▶ **What the task requires**: In the forum thread about the timid poodle, rewrite everything from "We have two" down to "her chest area.", putting "lurcher" wherever "greyhound" appears.

▶ **Passage**:
begin

# My dog was attacked and is now very timid



## paulderbs (Oct 17, 2011)

Hi,

We have two black toy poodles (rescues from a lady who works with my wife and is the area coordinator for poodle rescue).
Some months ago, my son was walking them in one of our usual park areas when they were chased down by a greyhound. The older poodle avoided being caught, but the younger one (Milly) was chased into a corner by the greyhound, which then picked her up and shook her several times before dropping her. Both of our dogs bolted and ran for home. My son eventually caught up with them outside our address (a distance of about 1/2 mile). Milly was very traumatised and sustained bruising and abrasions to her chest area.
Ever since the incident, Milly is very nervous around any dogs, particularly big ones (understandably). We have tried to 'socialise' her with other dogs as much as possible but her behaviour hasn't got any better. She is happy enough in all other respects (and a lunatic indoors!!), but doesn't get the benefit she could from country walks, as she sticks to my side like glue and won't explore with the older one. Can anyone help me with ideas to get her out of this behaviour please? Sorry to waffle on

Thanks in anticipation

Paul and Sally


----------



## grandad (Apr 14, 2011)

end

▶ **Entries provided**:
begin

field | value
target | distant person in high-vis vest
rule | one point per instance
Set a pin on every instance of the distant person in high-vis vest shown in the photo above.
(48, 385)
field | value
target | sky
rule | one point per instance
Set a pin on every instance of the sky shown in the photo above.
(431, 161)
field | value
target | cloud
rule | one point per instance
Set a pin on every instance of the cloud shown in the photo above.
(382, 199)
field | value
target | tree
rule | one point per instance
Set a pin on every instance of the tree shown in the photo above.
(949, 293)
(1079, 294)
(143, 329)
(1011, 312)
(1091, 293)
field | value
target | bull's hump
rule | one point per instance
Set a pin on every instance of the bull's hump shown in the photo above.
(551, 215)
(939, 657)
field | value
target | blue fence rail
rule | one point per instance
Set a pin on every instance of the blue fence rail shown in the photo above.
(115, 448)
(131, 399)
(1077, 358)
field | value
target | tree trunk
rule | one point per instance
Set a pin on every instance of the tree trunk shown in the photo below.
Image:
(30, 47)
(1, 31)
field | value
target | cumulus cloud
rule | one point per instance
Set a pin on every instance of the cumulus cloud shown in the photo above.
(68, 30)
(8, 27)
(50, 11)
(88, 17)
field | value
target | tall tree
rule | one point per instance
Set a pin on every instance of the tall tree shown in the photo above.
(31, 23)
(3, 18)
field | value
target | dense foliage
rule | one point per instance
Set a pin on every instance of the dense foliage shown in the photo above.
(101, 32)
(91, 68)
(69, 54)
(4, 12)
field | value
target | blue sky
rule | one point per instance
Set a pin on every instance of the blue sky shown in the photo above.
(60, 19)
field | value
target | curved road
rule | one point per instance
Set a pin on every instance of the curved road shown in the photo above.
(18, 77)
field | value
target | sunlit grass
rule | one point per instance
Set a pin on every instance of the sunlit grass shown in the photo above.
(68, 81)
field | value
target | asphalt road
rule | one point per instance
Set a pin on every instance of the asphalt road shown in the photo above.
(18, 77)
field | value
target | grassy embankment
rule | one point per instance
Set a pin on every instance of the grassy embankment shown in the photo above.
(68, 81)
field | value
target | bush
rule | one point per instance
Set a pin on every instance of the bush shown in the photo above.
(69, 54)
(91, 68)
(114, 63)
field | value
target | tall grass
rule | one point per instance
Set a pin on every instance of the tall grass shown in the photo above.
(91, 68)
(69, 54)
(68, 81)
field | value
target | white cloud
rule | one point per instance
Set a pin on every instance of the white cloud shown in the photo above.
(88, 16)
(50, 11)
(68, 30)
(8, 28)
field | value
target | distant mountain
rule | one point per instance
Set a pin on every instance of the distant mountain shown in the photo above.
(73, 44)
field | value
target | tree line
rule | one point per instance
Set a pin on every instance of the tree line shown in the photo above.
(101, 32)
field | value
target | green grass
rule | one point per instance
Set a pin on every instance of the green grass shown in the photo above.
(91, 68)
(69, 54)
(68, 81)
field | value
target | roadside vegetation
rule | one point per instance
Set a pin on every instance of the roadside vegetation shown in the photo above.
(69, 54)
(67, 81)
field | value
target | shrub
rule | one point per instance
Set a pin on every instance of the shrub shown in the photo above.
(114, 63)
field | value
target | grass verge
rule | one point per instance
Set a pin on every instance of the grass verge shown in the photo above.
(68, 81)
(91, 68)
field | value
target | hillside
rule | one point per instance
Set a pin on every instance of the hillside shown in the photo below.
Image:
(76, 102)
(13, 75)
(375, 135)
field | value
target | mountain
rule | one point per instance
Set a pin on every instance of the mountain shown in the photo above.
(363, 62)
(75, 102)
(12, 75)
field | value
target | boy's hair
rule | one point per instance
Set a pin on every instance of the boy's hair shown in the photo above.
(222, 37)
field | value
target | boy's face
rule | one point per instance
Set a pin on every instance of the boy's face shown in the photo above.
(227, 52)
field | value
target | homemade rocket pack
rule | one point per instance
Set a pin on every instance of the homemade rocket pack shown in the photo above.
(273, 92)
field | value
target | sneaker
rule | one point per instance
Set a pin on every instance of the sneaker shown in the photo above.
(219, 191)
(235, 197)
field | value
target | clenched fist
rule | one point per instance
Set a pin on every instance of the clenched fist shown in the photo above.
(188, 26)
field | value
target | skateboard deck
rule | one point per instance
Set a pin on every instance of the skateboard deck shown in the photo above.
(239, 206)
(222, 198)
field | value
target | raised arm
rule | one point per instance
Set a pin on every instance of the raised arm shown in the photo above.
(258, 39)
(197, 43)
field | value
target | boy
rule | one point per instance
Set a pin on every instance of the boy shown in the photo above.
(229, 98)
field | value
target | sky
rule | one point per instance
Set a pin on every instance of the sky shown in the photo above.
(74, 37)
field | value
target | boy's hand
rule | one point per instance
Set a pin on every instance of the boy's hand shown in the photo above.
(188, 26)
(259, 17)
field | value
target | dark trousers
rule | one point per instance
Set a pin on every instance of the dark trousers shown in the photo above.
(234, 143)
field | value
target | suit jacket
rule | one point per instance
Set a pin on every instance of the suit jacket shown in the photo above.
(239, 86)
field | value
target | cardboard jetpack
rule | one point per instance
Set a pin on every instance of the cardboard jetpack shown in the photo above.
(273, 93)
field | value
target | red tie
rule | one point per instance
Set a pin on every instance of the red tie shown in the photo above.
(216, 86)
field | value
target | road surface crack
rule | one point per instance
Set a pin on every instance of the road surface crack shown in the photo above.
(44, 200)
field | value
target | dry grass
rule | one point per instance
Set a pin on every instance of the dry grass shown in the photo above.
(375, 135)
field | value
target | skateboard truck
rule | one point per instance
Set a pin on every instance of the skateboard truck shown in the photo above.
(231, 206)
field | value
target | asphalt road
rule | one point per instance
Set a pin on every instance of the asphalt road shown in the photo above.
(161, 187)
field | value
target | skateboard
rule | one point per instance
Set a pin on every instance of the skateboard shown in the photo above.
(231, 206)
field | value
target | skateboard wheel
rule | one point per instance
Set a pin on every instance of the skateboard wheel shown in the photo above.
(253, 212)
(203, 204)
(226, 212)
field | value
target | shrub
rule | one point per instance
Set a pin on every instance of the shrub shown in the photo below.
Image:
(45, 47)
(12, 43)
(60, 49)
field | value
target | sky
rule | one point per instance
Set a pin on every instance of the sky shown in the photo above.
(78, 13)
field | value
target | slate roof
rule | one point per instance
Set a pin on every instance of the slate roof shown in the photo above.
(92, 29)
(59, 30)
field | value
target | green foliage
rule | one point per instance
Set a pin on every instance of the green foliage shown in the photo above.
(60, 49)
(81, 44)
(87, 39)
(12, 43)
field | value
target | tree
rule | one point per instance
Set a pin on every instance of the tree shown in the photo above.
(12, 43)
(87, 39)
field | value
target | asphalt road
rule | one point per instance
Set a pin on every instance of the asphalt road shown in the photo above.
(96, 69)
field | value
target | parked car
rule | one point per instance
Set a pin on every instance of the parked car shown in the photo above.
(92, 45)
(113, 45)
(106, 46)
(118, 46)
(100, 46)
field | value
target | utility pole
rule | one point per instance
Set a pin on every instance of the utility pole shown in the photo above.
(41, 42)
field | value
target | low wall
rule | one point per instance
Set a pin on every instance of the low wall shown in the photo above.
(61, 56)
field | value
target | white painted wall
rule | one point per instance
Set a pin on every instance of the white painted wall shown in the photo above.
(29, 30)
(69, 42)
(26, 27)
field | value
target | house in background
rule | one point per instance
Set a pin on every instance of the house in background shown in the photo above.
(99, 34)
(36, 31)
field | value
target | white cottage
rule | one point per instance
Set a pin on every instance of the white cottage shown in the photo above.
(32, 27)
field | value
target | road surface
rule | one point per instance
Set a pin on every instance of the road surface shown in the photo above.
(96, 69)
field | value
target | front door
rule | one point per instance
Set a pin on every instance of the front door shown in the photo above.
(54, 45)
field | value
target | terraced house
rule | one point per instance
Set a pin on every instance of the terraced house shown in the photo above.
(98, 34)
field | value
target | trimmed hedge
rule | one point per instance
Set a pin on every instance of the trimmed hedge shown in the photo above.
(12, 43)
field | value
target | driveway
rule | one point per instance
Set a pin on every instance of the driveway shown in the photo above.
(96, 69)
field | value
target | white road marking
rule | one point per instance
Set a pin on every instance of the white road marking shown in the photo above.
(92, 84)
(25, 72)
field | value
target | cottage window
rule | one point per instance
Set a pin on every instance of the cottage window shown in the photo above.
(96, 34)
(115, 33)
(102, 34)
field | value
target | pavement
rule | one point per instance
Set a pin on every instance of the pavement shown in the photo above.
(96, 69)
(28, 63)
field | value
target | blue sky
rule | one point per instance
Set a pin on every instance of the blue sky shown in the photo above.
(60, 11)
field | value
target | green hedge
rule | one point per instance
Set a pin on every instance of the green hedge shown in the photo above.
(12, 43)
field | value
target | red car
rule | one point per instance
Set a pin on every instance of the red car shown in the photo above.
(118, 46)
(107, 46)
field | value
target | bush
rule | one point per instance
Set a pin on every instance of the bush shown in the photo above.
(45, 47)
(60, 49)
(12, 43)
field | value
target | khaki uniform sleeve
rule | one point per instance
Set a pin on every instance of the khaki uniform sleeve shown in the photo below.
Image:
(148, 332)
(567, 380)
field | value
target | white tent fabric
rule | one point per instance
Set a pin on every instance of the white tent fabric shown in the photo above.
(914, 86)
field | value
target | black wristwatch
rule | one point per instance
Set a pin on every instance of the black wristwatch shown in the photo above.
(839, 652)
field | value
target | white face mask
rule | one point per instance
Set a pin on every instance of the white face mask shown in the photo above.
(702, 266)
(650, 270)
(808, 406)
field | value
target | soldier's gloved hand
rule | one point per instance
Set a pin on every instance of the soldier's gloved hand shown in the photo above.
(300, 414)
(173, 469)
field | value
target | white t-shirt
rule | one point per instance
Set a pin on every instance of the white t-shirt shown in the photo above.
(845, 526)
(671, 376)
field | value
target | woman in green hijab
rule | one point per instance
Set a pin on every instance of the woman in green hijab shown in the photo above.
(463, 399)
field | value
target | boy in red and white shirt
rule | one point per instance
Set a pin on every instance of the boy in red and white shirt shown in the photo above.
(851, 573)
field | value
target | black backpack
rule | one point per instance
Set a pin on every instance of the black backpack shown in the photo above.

end

▶ **Response**:
We have two black toy poodles (rescues from a lady who works with my wife and is the area coordinator for poodle rescue).
Some months ago, my son was walking them in one of our usual park areas when they were chased down by a lurcher. The older poodle avoided being caught, but the younger one (Milly) was chased into a corner by the lurcher, which then picked her up and shook her several times before dropping her. Both of our dogs bolted and ran for home. My son eventually caught up with them outside our address (a distance of about 1/2 mile). Milly was very traumatised and sustained bruising and abrasions to her chest area.